Items from a dataset
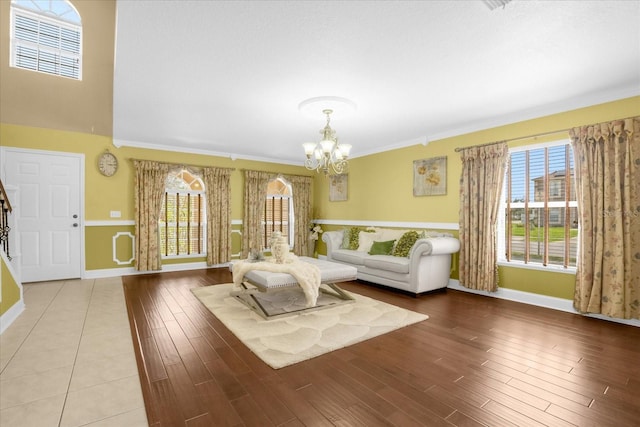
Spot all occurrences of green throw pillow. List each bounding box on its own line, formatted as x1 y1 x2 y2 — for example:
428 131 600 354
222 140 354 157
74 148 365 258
392 231 420 257
368 240 395 255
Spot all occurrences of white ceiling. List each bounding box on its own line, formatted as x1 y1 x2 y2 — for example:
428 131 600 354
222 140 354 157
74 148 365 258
112 0 640 165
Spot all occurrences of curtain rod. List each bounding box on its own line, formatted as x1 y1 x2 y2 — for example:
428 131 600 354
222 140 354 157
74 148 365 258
454 128 567 152
240 169 315 179
128 158 235 171
454 115 639 153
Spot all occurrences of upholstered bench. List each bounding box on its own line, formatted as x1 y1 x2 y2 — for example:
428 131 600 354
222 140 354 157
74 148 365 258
229 256 357 319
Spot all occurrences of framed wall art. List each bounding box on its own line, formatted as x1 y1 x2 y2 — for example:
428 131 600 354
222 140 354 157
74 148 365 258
329 173 348 201
413 156 447 196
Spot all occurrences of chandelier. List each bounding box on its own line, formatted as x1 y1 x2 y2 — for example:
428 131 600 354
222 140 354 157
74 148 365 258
302 108 352 175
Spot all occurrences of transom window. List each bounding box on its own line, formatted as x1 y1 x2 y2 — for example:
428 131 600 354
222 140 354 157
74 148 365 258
159 170 206 257
10 0 82 79
263 178 294 249
498 140 578 269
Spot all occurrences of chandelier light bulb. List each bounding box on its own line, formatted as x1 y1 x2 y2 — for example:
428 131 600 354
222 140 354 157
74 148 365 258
320 140 334 154
301 106 351 176
302 142 316 156
338 144 352 158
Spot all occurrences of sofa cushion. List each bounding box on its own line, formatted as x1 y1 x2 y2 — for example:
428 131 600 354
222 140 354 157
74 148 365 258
393 231 420 257
377 228 411 243
363 255 410 274
332 249 367 265
368 240 395 255
357 230 381 252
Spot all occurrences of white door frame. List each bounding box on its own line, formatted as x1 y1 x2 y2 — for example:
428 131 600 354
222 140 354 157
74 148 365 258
0 146 86 280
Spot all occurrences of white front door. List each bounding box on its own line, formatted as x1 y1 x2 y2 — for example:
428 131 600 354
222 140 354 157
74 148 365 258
1 148 83 282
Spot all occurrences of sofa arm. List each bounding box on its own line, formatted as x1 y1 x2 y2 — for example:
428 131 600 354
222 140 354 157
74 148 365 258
410 237 460 258
322 230 344 258
408 236 460 292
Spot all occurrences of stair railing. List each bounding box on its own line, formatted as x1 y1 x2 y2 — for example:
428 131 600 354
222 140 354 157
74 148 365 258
0 180 13 260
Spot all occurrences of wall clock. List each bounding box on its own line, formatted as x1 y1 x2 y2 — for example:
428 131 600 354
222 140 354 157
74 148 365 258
98 150 118 177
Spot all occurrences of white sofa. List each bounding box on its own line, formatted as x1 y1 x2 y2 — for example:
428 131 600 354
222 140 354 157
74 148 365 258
322 228 460 295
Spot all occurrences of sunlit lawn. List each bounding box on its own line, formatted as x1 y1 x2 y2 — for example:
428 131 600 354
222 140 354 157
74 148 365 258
511 224 578 242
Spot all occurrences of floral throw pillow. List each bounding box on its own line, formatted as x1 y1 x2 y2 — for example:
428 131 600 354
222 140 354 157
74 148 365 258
340 228 352 249
392 231 420 257
340 227 361 250
348 228 363 250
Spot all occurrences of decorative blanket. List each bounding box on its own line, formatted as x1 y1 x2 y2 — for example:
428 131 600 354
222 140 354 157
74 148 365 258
232 255 322 307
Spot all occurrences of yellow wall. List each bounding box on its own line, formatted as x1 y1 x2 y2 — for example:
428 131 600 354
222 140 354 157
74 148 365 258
85 225 135 270
316 96 640 223
0 124 312 220
499 266 575 300
0 0 116 137
315 96 640 299
2 1 639 303
0 122 315 270
0 256 20 316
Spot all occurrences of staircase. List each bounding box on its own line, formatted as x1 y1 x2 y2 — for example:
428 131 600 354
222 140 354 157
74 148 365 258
0 179 23 334
0 180 13 259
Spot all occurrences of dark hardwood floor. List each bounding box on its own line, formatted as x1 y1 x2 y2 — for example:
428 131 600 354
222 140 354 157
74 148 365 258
122 268 640 426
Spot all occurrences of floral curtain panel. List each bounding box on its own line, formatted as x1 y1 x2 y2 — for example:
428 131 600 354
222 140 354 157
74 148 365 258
133 160 169 271
458 142 508 292
569 116 640 320
287 175 313 256
242 170 275 258
203 167 233 265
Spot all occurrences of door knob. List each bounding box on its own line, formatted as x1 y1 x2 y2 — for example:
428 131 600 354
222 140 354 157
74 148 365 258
73 223 78 227
73 214 78 218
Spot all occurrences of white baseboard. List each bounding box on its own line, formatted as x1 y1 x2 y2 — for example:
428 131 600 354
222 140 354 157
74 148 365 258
447 279 640 328
83 261 230 279
0 299 25 335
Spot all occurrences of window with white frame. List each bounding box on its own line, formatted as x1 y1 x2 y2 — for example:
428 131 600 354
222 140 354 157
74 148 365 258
10 0 82 80
498 140 578 269
262 178 294 249
159 170 206 257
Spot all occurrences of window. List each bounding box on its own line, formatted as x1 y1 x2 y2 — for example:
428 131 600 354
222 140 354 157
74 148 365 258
159 170 206 257
263 178 294 249
10 0 82 80
498 140 578 269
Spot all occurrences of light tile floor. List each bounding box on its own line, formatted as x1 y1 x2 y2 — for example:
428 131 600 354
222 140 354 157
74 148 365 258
0 278 148 427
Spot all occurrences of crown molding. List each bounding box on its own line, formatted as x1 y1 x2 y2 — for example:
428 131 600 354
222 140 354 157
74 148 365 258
353 87 640 159
112 138 303 167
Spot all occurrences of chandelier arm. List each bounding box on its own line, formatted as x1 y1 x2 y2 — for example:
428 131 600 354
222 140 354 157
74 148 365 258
331 159 347 175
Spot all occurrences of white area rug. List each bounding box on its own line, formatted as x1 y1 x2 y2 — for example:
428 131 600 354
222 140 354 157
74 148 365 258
191 283 428 369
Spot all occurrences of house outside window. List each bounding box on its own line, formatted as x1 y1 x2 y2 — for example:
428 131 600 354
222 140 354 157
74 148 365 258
498 140 578 269
263 178 294 250
10 0 82 80
159 170 206 257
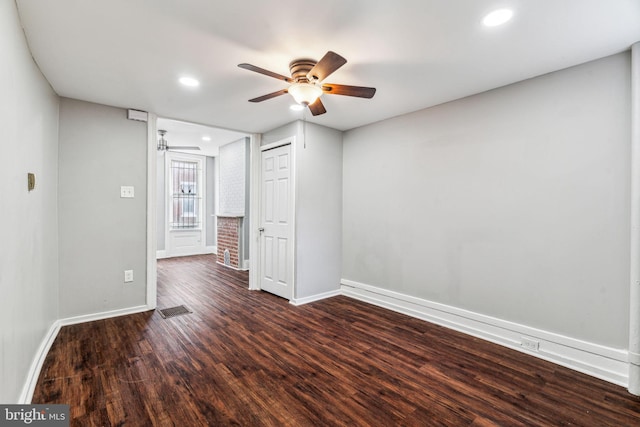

- [Aim of the task]: Tally the lines in the entries above that hold the string "curtain" and state the tally alone.

- [Output for this task]: 2